* What the task requires
Only one stretch of the data below should be repeated: the lines from the line containing "Integration test — verify detection of the sunset" through the line containing "Integration test — verify detection of the bare", inclusive, exactly as they are.
─── Input ───
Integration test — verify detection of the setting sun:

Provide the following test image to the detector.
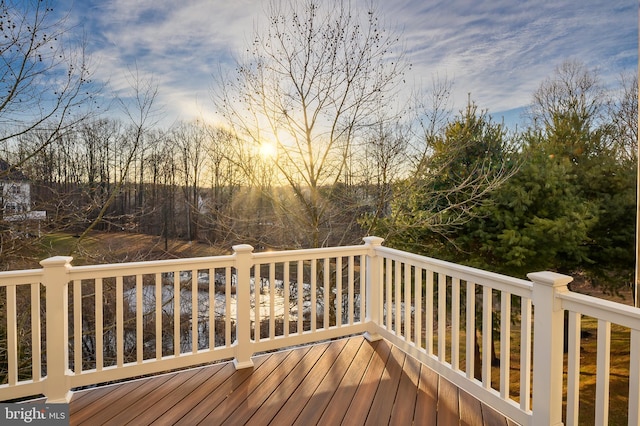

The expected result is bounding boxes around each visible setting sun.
[259,142,277,160]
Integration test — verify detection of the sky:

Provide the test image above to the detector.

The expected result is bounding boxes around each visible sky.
[61,0,637,129]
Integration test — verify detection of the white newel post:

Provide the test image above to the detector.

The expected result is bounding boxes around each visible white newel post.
[40,256,74,403]
[363,236,384,341]
[528,271,572,426]
[233,244,255,369]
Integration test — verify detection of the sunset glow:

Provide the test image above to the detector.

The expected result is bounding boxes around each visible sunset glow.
[259,142,277,160]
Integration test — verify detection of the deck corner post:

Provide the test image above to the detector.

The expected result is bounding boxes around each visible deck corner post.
[528,271,572,426]
[233,244,255,369]
[40,256,74,403]
[363,236,384,341]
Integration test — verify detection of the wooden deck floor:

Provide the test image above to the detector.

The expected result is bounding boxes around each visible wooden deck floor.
[66,336,517,425]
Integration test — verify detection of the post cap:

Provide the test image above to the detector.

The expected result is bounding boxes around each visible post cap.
[40,256,74,268]
[363,236,384,246]
[232,244,254,254]
[527,271,573,287]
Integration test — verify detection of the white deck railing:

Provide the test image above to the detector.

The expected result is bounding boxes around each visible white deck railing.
[0,236,639,425]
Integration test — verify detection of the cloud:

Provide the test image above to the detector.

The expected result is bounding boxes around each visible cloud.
[65,0,637,126]
[387,0,636,115]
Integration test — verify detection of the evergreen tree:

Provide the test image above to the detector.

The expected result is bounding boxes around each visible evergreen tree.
[366,99,514,254]
[450,62,636,288]
[456,128,596,276]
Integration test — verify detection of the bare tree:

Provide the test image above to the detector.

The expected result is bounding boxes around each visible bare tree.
[201,125,244,245]
[171,121,209,241]
[0,0,99,267]
[527,59,605,131]
[144,130,178,251]
[411,77,454,159]
[214,0,410,247]
[72,70,162,253]
[363,97,517,250]
[606,72,638,162]
[0,0,97,165]
[355,111,411,236]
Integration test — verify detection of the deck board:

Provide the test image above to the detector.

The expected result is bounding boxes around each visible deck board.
[414,362,439,424]
[103,371,194,424]
[341,337,392,425]
[365,344,405,425]
[316,340,376,425]
[56,336,517,425]
[267,338,349,425]
[436,366,461,425]
[114,365,221,424]
[459,388,484,426]
[481,401,510,426]
[295,337,364,425]
[175,356,264,425]
[241,342,329,425]
[389,353,421,425]
[214,344,316,425]
[73,372,179,424]
[143,362,233,424]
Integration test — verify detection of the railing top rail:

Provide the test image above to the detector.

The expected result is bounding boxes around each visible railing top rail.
[251,244,367,262]
[558,290,640,329]
[0,268,44,286]
[0,244,370,284]
[66,254,236,280]
[375,246,533,298]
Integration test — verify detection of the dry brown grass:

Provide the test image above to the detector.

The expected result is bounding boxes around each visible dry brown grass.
[34,231,229,267]
[428,282,633,425]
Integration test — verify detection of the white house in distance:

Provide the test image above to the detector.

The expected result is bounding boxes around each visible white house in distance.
[0,159,46,222]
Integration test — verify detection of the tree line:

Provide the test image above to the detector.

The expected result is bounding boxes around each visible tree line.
[0,0,637,293]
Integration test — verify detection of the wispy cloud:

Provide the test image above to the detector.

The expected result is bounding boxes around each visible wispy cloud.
[64,0,637,125]
[388,0,637,113]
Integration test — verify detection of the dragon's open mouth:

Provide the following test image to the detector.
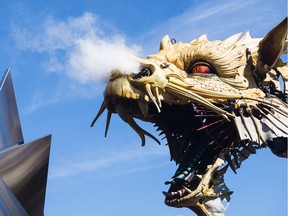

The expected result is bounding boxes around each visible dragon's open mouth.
[148,103,235,212]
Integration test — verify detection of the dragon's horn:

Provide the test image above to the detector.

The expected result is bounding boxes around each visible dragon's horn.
[159,35,173,51]
[256,17,288,79]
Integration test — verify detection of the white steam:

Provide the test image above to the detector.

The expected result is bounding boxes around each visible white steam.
[12,12,142,84]
[68,36,140,83]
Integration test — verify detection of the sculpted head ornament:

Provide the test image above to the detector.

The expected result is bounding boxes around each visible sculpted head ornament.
[91,17,287,215]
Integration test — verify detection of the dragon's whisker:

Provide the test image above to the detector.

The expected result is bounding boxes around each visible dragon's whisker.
[165,81,234,121]
[126,116,160,146]
[104,111,112,137]
[90,100,107,127]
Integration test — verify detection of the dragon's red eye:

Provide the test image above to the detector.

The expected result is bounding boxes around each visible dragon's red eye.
[188,62,215,75]
[191,65,211,74]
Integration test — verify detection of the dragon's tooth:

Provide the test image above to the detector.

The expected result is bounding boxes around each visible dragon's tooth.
[183,186,192,193]
[144,95,150,102]
[145,83,161,112]
[154,86,162,107]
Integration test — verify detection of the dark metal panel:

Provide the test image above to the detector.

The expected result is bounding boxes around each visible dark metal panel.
[0,135,51,216]
[0,177,29,216]
[0,69,24,149]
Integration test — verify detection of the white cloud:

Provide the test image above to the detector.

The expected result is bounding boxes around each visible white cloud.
[12,12,142,84]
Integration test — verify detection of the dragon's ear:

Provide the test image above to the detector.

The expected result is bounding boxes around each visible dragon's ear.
[159,35,173,51]
[256,17,287,78]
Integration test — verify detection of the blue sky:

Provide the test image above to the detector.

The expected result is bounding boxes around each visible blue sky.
[0,0,287,215]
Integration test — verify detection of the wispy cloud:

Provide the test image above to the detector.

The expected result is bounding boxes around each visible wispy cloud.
[140,0,286,54]
[49,145,169,180]
[11,12,141,84]
[23,89,60,114]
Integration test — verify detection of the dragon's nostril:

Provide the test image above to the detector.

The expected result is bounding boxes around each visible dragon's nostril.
[133,67,152,79]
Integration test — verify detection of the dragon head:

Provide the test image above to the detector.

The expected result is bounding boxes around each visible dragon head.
[91,17,287,215]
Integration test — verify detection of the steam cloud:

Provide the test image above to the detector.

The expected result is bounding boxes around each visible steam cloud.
[12,12,142,84]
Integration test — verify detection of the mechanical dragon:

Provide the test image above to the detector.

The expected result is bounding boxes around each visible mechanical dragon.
[91,17,287,215]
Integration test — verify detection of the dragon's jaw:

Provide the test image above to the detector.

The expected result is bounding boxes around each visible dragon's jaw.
[164,156,231,215]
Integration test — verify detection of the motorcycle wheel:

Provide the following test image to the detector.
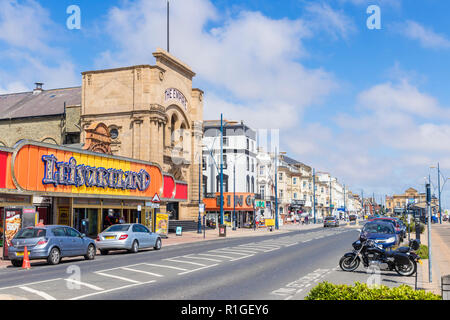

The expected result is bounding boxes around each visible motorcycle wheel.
[339,255,360,272]
[394,259,417,276]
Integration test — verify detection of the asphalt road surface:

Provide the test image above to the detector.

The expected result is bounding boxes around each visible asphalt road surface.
[0,225,416,300]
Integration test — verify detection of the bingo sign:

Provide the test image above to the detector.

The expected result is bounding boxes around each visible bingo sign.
[3,208,22,258]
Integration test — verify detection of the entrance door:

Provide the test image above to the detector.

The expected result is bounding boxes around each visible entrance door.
[37,207,50,225]
[74,208,99,238]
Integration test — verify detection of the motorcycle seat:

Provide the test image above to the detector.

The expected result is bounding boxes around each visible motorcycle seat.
[396,247,410,253]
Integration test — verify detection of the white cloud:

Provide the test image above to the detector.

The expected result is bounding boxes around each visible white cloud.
[97,0,338,129]
[399,20,450,49]
[304,2,357,40]
[0,1,79,91]
[357,79,445,118]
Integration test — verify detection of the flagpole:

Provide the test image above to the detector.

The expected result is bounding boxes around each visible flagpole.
[167,1,170,52]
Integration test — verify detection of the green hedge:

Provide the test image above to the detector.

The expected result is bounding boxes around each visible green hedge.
[416,244,429,260]
[305,282,441,300]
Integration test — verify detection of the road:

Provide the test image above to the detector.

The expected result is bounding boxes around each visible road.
[0,224,416,300]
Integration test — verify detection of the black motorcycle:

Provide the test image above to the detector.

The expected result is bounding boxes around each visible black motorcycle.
[339,237,421,276]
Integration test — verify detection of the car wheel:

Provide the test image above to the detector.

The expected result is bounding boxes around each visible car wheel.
[100,249,109,255]
[47,247,61,265]
[154,238,162,250]
[11,260,22,267]
[84,244,96,260]
[129,240,139,253]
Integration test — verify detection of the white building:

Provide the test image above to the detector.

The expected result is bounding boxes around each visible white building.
[202,120,257,196]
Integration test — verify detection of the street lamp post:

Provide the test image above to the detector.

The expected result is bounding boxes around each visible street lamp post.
[220,113,224,226]
[198,155,202,233]
[313,168,316,224]
[275,148,279,230]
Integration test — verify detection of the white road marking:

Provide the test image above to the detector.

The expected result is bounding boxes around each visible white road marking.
[120,267,164,278]
[64,279,104,291]
[0,278,62,291]
[211,249,252,256]
[178,264,219,275]
[144,263,189,271]
[70,280,155,300]
[19,286,56,300]
[165,259,207,267]
[95,272,141,284]
[183,255,222,262]
[197,253,236,260]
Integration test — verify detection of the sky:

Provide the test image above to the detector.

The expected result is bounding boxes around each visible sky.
[1,0,450,207]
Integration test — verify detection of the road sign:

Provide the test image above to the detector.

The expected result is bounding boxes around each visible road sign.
[152,193,161,203]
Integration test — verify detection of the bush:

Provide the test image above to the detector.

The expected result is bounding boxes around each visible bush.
[416,244,429,259]
[305,282,441,300]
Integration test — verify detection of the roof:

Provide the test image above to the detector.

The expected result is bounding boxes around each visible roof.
[0,86,81,120]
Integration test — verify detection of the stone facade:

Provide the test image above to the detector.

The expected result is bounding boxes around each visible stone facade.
[80,48,203,221]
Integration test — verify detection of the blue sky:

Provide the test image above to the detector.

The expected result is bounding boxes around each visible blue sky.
[1,0,450,208]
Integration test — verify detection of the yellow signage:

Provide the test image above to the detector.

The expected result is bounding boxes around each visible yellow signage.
[265,219,275,227]
[155,213,169,237]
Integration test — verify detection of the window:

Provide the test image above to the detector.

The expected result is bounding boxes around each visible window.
[251,177,255,193]
[216,174,229,193]
[110,128,119,139]
[294,192,297,199]
[247,138,249,150]
[279,189,284,198]
[293,177,297,185]
[223,137,229,147]
[52,227,66,237]
[246,175,250,192]
[260,185,265,198]
[260,165,265,175]
[247,157,249,171]
[303,181,307,188]
[202,157,207,171]
[279,173,283,181]
[251,159,254,172]
[223,155,227,169]
[65,227,81,237]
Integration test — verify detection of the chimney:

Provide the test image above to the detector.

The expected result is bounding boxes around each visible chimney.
[33,82,44,95]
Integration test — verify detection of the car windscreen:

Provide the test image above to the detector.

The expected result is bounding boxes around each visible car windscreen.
[14,228,46,239]
[105,224,130,232]
[325,217,335,221]
[363,223,394,234]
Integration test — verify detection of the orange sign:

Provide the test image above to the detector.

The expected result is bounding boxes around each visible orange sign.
[12,141,163,199]
[203,193,255,211]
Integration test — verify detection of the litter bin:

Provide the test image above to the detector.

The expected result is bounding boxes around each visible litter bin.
[219,224,226,237]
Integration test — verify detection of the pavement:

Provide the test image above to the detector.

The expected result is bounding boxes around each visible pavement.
[414,222,450,296]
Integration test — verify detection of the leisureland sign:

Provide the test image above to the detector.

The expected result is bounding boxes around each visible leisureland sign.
[42,155,151,191]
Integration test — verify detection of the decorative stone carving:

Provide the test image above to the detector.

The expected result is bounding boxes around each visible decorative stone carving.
[83,122,112,154]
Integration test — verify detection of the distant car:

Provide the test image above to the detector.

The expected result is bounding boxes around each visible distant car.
[8,225,96,266]
[96,223,162,255]
[324,216,339,227]
[359,221,399,249]
[349,214,357,222]
[370,217,405,242]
───
* Output
Integration test — verify detection of the sunset glow:

Provide the test image above to the detector.

The expected result is bounding boxes around each visible sunset glow.
[259,142,277,160]
Integration test — verify detection of the deck corner post:

Provide the test image above to the detector.

The expected result is bounding boxes around each visible deck corner post.
[528,271,572,426]
[233,244,255,369]
[40,256,74,403]
[363,236,384,341]
Integration test — verify detection of the wooden deck floor:

Provide the test image above to the detector.

The expected result is bounding boxes around each visible wooden deck floor.
[66,336,517,425]
Integration test — verify detection of the post cap:

Provide the test image above to the detector.

The expected result is bounding boxes around each visible post cap.
[40,256,74,268]
[363,236,384,246]
[232,244,254,254]
[527,271,573,287]
Integration test — verify detection of the white deck railing:

Provide the test image above to the detector.

The expected result is bounding boxes around each visible white deck railing.
[0,236,639,425]
Integration test — verify detection of the cloud:

Provide the test image above to the detector.

The expected result is bounding boxes around each visible cloud.
[65,0,637,126]
[387,0,636,115]
Integration test — verify detection of the evergreen tree:

Provide the test image above to the detector.

The expected result is bounding boxes around each visible evergreen tree.
[366,99,514,254]
[450,62,636,288]
[456,128,596,276]
Integration test — verify detection of the bare tree:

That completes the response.